- _Items from a dataset_:
···

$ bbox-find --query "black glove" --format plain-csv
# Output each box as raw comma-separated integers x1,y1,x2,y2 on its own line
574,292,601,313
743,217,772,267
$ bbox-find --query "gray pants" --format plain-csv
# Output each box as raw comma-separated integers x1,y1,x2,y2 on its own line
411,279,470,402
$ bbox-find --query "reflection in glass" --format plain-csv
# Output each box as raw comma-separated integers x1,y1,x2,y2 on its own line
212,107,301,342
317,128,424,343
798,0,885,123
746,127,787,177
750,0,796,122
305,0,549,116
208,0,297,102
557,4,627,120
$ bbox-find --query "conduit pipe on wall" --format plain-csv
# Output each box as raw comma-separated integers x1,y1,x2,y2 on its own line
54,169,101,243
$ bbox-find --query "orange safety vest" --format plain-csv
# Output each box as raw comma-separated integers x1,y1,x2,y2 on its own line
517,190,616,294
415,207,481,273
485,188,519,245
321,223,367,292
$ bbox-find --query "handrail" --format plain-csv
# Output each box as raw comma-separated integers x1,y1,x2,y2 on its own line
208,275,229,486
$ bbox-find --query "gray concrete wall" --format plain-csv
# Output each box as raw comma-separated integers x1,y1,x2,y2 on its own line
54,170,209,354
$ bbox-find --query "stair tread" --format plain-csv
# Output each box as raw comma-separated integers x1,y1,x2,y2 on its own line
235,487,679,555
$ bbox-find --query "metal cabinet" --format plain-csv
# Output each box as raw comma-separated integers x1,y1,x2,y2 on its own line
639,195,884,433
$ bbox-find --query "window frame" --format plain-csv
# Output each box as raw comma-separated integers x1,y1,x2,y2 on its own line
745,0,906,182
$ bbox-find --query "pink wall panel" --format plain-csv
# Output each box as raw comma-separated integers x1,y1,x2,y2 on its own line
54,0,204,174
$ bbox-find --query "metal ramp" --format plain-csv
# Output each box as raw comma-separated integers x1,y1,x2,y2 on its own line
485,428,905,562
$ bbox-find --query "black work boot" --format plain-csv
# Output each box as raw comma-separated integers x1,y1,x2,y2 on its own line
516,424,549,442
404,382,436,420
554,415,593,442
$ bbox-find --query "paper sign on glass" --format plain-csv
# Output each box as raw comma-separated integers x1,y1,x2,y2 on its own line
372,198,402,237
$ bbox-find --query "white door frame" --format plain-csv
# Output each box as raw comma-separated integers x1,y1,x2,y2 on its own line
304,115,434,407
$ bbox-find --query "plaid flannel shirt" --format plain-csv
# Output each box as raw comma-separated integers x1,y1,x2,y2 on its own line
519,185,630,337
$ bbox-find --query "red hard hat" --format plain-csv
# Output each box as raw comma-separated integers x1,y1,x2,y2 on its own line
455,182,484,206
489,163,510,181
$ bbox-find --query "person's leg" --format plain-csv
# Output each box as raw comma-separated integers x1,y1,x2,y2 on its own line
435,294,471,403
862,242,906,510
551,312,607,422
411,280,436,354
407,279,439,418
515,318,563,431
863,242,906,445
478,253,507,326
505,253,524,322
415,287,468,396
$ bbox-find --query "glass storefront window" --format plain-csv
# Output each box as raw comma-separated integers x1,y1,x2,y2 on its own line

···

Make an exact copy of every record listed above.

$ bbox-find --query "black glove" --format plain-csv
# Output each box as raw comma-separated integers x1,y1,x2,y2 on its own line
574,292,601,313
743,217,772,267
$ bbox-find --query "gray pants" --format plain-csv
# Output each box as raw comma-separated integers x1,y1,x2,y2 on its own line
411,279,470,402
$ bbox-find --query "reflection in glass" --format plain-csv
# Output each box as raw comma-separated integers x1,y1,x2,y2 on its own line
212,107,301,342
317,128,424,343
798,0,885,123
746,127,787,177
750,0,796,122
305,0,549,116
208,0,297,102
557,4,627,120
$ bbox-find --query "conduit pipe on wall" --format plain-csv
# Output each box as raw comma-separated integers x1,y1,x2,y2 on its own line
54,169,101,243
$ bbox-find --query "orange safety vest" --format plain-csv
# Output each box as raw comma-separated integers x1,y1,x2,y2 on its own line
517,190,616,294
415,207,481,273
485,188,519,245
321,223,367,292
$ bbox-find --query "handrail" --format plain-csv
# Output each box as raw comma-separated integers x1,y1,x2,y2 on its own line
208,275,229,486
$ bbox-find --query "gray concrete wall" --format plain-csv
# Output each box as raw comma-separated integers x1,y1,x2,y2 on its own line
54,170,209,354
$ bbox-find --query "stair tread" --format plain-csv
# Output each box as raw comma-separated integers x1,y1,x2,y2 on its own line
235,487,679,555
$ bbox-find --query "metal cabinet" --format plain-csv
# Output each box as raw comma-separated integers x1,y1,x2,y2 on its own line
639,195,884,433
$ bbox-find --query "window frame" --format plain-csv
# Output each box as raw comma-separated integers x1,y1,x2,y2 on its own line
745,0,906,182
$ bbox-find --query "pink wall panel" --format plain-csv
# Output each box as raw comma-separated integers x1,y1,x2,y2 on its own line
54,0,204,174
$ bbox-find --query "metal ramp" --format plain-csv
# Output each box as raw comma-separated integers x1,y1,x2,y2 on its own line
485,428,905,562
$ bbox-find --query "black work boot" --format plain-csv
# Output each box as raw comma-separated integers x1,y1,x2,y2 on its own line
516,424,549,442
404,382,436,420
554,415,593,442
$ bbox-find --query "paper sign on glass" --format plain-csv
# Output each box as raw comma-separated integers x1,y1,x2,y2 on its own line
372,198,402,237
$ bbox-find --query "white door frame" --format plain-csv
# Output each box as raw comma-separated integers x1,y1,x2,y2 on its own line
304,115,434,407
$ bbox-find --query "plaid flannel shirt" --format plain-csv
# Output each box as raw comma-separated integers x1,y1,x2,y2 on its own line
519,185,630,337
$ bbox-find --query "red hard hat" --format plain-csv
# Output each box as raw comma-separated integers x1,y1,x2,y2 on its own line
455,182,484,206
489,163,510,181
$ bbox-find --query "person's leg" --format plain-csv
# Output each box as raw comma-separated integers x1,y1,x2,y2 on its own line
435,294,471,403
862,242,906,510
551,312,607,422
411,280,436,354
407,279,439,418
515,318,563,431
863,242,906,445
478,253,507,326
505,253,524,322
415,287,468,396
$ bbox-find --query "glass storefront window" --format plain-csv
# Output each box as raw comma-separated integers x1,y1,x2,y2 on its own line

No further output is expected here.